SELECTED PASSAGE:
Lozito has a book out now, called "The NY Subway Hero." The memoir is not about seeking a pat on the back for his good deeds or showing off his multitude of scars. Lozito just wants a voice -- because he's as mad at the New York Police Department as he is Gelman.

"It's a story," Lozito told FOX Sports. "It needs to be told. It needs to get out there to a large audience. I don't have someone like Al Sharpton chirping for me or anything like that. I have to do it all on my own."

There were two cops on the train that day two years ago, Terrance Howell and Tamara Taylor. They were part of the manhunt searching for Gelman, who had fatally stabbed three people in Brooklyn and killed another man with his car just hours earlier. Howell and Taylor were in the operator's cab, while Gelman himself was in the subway car, according to Lozito. Gelman knocked on the cab door and identified himself as a cop, Lozito said, and the officers ignored him.

At that point, passengers began recognizing Gelman's face from the news, Lozito said. One even knocked on the cab door in an attempt to alert the police. The commotion prompted Gelman to pull out a knife. Lozito was sitting next to the operator's cab and was the first person in Gelman's view.

Gelman yelled, "You're going to die!" and stabbed Lozito in the face.

Working solely on instinct, the 6-foot-2, 270-pound Lozito got up and shot in for a takedown. Gelman continued to stab him in the back of the head before hitting the ground and being disarmed, Lozito said. That's when Howell and Taylor came out from the cab and arrested Gelman.

According to the NYPD and Howell's affidavit, Howell was the one who tackled Gelman to the floor. Lozito was carted off in a stretcher as cops declared him "likely," which he found out later meant likely to die.

The next few months were a whirlwind for Lozito, who did a lot of media and testified against Gelman. According to Lozito, a grand-jury member told him Howell had changed his story on the stand, admitting to hiding in the cab, because he thought Gelman had a gun.

INFORMATION PROVIDED:

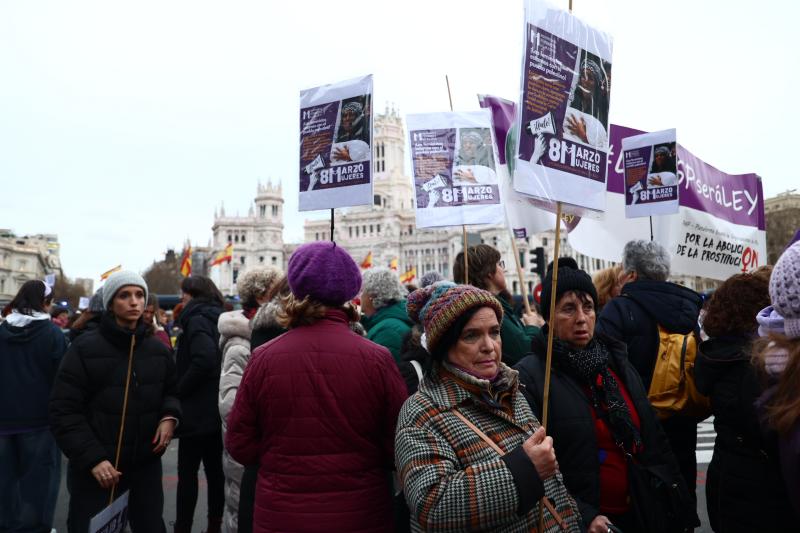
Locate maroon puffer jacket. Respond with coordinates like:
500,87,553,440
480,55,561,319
225,310,408,532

TASK LIST:
**1.** In the subway stabbing account, what is stated?
(a) What is the title of Lozito's book?
(b) What height and weight are given for Lozito?
(c) According to the NYPD and Howell's affidavit, who tackled Gelman to the floor?
**2.** Could you repeat the stretch of the subway stabbing account from "There were two" through "officers ignored him.", changing "subway car" to "train car"?

SOLUTIONS BELOW:
**1.**
(a) "The NY Subway Hero."
(b) 6-foot-2 and 270 pounds.
(c) Howell.

**2.**
There were two cops on the train that day two years ago, Terrance Howell and Tamara Taylor. They were part of the manhunt searching for Gelman, who had fatally stabbed three people in Brooklyn and killed another man with his car just hours earlier. Howell and Taylor were in the operator's cab, while Gelman himself was in the train car, according to Lozito. Gelman knocked on the cab door and identified himself as a cop, Lozito said, and the officers ignored him.